◆ **WHAT YOU NEED TO DO**
1 - Reproduce the part of the hypertrophy routines thread between "# Different hypertrophy" and "The cube method?", inclusive.
2 - Take the hypertrophy routines thread further, picking up right after the point where it stops.

# Different hypertrophy routines



## rburdge84 (Mar 15, 2016)

What's up guys, I want suggestions from people who have actually tried these routines and give me your pros and cons from them. Your results and what you liked from them?

Dc training?
Gvt?
The cube method?


----------



## PillarofBalance (Mar 15, 2016)

DC is painful. I never ran it as a full program. But I have used it on some lagging muscles in the past. 

GVT for whatever reason made me stronger but not bigger. Weird.  Enjoyed it though.

Cube is like 531. Not tailored enough to be awesome but generic enough where everyone will progress for a while


----------



## ToolSteel (Mar 15, 2016)

I'd like to spend some time dedicated to mass after this next meet. I have plenty of room for more muscle at my weight class and would like to take advantage of it.


----------



## rburdge84 (Mar 15, 2016)

Yeah from what I read I agree with you fully on cube. 
I have done gvt some, but never consistently to see progress from it. 
You got any other things you suggest? I saw your post before about destroy and flood....that looks painful


----------



## PillarofBalance (Mar 15, 2016)

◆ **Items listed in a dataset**
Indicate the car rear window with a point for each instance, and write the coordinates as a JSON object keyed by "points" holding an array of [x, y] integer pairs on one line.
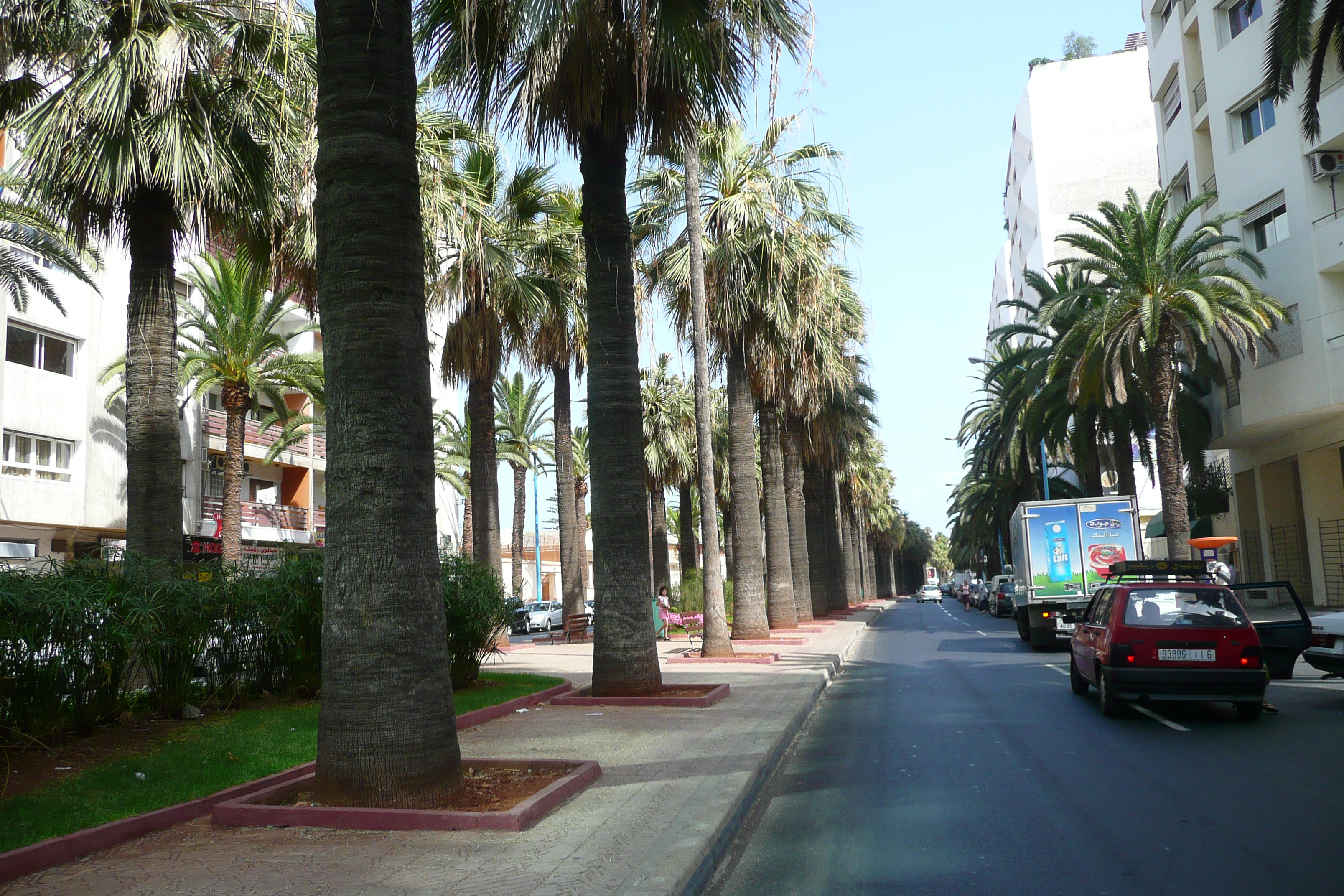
{"points": [[1203, 609]]}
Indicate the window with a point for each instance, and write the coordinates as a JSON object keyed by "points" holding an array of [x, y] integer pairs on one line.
{"points": [[1241, 15], [36, 457], [38, 350], [1270, 229], [1171, 102], [1257, 119]]}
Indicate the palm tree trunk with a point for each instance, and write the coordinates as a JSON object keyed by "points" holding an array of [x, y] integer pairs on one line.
{"points": [[1170, 475], [572, 547], [154, 451], [687, 555], [791, 446], [662, 569], [467, 516], [486, 486], [749, 610], [519, 526], [236, 428], [819, 555], [779, 562], [387, 735], [626, 659]]}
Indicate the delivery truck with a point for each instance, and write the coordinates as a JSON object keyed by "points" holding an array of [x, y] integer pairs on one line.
{"points": [[1062, 551]]}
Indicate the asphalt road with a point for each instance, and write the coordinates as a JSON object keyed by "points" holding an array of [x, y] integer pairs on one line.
{"points": [[952, 759]]}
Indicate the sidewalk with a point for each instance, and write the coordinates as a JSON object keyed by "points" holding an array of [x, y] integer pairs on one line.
{"points": [[675, 785]]}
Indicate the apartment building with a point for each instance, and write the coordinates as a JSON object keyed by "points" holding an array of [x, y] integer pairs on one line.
{"points": [[64, 471], [1283, 421], [1082, 133]]}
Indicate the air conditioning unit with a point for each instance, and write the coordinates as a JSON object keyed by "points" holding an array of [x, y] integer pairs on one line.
{"points": [[1327, 164]]}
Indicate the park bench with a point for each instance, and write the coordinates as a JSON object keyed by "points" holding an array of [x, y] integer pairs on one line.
{"points": [[574, 625]]}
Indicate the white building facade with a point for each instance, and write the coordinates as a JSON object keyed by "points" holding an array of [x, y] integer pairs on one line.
{"points": [[64, 469], [1283, 422]]}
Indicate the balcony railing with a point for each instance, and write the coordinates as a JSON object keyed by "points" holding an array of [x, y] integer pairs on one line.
{"points": [[277, 516], [217, 422]]}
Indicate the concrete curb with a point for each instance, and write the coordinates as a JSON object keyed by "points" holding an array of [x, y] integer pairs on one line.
{"points": [[56, 851], [686, 868]]}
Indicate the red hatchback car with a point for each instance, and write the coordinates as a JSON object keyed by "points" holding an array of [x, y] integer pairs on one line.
{"points": [[1168, 641]]}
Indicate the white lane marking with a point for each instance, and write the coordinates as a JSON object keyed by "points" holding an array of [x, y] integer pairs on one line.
{"points": [[1162, 719]]}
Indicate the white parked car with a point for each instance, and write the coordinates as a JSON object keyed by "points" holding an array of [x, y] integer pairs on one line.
{"points": [[1326, 649], [929, 593]]}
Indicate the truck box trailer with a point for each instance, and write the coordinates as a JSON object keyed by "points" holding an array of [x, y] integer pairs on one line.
{"points": [[1062, 551]]}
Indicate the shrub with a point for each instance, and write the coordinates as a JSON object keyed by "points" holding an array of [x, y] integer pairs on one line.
{"points": [[476, 609]]}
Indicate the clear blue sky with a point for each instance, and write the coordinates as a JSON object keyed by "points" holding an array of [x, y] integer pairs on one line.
{"points": [[921, 104]]}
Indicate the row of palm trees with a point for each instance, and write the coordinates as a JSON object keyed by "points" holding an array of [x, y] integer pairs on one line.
{"points": [[1120, 349], [312, 148]]}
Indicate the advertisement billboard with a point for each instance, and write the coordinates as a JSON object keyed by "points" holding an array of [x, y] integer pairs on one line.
{"points": [[1108, 537], [1057, 558]]}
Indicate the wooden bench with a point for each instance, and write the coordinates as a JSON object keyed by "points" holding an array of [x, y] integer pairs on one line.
{"points": [[574, 625]]}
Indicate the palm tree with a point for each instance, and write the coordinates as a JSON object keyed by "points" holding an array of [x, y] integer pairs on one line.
{"points": [[236, 344], [521, 418], [600, 76], [498, 288], [668, 410], [154, 120], [31, 237], [1167, 297], [387, 731]]}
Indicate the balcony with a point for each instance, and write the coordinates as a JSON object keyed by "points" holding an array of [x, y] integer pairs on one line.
{"points": [[275, 516], [214, 424]]}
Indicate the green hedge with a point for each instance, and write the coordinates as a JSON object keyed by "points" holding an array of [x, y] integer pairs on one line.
{"points": [[76, 637]]}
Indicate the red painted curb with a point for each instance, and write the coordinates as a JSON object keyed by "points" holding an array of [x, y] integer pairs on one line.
{"points": [[792, 641], [259, 809], [48, 853], [761, 662], [578, 697]]}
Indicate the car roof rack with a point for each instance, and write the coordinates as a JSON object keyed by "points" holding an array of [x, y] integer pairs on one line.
{"points": [[1196, 570]]}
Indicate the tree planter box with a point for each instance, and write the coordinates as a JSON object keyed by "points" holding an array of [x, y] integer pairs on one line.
{"points": [[757, 659], [583, 697], [262, 808]]}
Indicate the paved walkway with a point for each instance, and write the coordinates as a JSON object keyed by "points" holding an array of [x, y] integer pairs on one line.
{"points": [[674, 781]]}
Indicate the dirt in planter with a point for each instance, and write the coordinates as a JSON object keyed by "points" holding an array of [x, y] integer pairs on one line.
{"points": [[484, 789]]}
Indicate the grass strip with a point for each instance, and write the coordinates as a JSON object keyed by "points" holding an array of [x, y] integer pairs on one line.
{"points": [[233, 750]]}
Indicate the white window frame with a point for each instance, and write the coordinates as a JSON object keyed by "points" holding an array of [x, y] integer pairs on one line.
{"points": [[41, 350], [27, 467]]}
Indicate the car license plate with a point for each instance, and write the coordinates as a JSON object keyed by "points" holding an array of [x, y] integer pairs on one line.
{"points": [[1186, 656]]}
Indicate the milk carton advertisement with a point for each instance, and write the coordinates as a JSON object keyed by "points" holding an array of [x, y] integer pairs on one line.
{"points": [[1108, 537]]}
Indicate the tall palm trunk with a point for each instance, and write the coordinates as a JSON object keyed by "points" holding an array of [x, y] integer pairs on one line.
{"points": [[715, 617], [687, 555], [662, 569], [519, 526], [819, 555], [468, 542], [749, 610], [236, 401], [626, 659], [779, 562], [791, 446], [1170, 475], [572, 547], [486, 479], [386, 734], [154, 451]]}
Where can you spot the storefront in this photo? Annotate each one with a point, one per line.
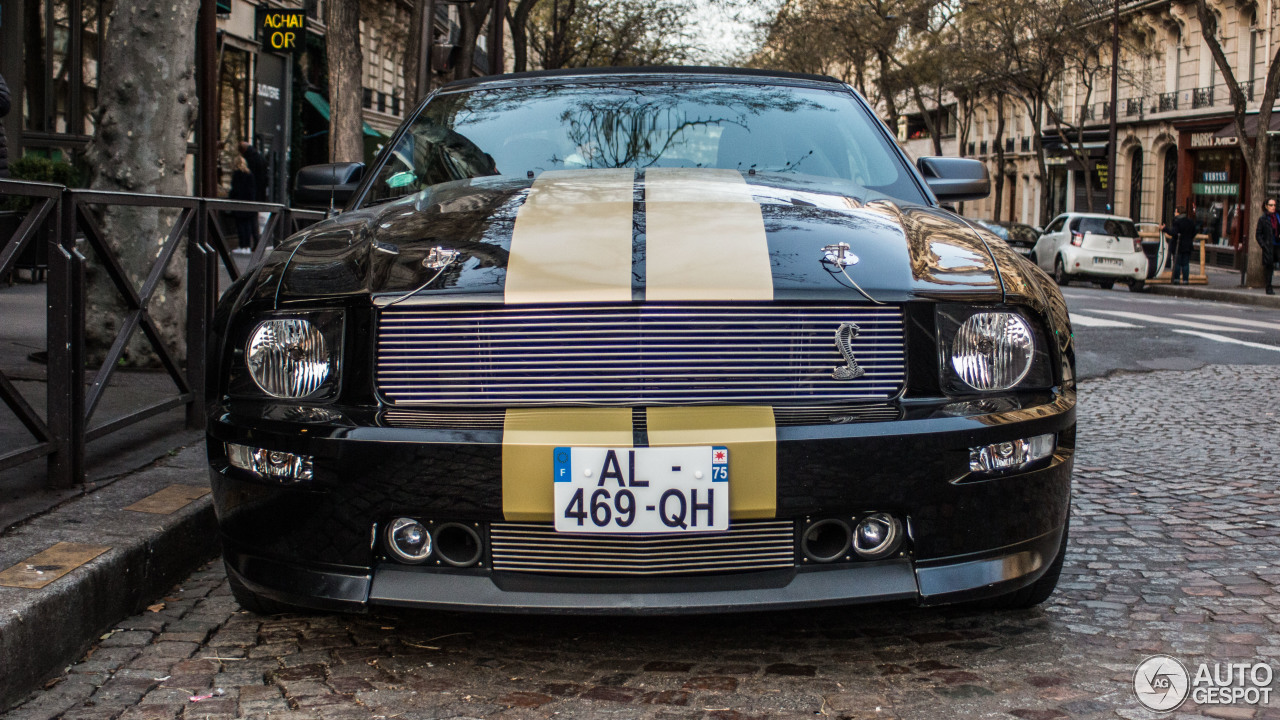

◆ **WRITTEN RESPONSES**
1 -
# Different hypertrophy routines



## rburdge84 (Mar 15, 2016)

What's up guys, I want suggestions from people who have actually tried these routines and give me your pros and cons from them. Your results and what you liked from them?

Dc training?
Gvt?
The cube method?

2 -
rburdge84 said:


> Yeah from what I read I agree with you fully on cube.
> I have done gvt some, but never consistently to see progress from it.
> You got any other things you suggest? I saw your post before about destroy and flood....that looks painful



I had leanherm run destroy and flood for a couple weeks. It's friggin brutal.  If you want to try that at the end of this training cycle let's do it.


----------



## rburdge84 (Mar 15, 2016)

Yeah I'm Good with that


----------



## LeanHerm (Mar 15, 2016)

Yeah destroy and flood is def different. It's tough.


----------



## Uncle manny (Mar 15, 2016)

Can some one link that up.. Destroy and flood. I never heard of it.


----------



## bigdog (Mar 15, 2016)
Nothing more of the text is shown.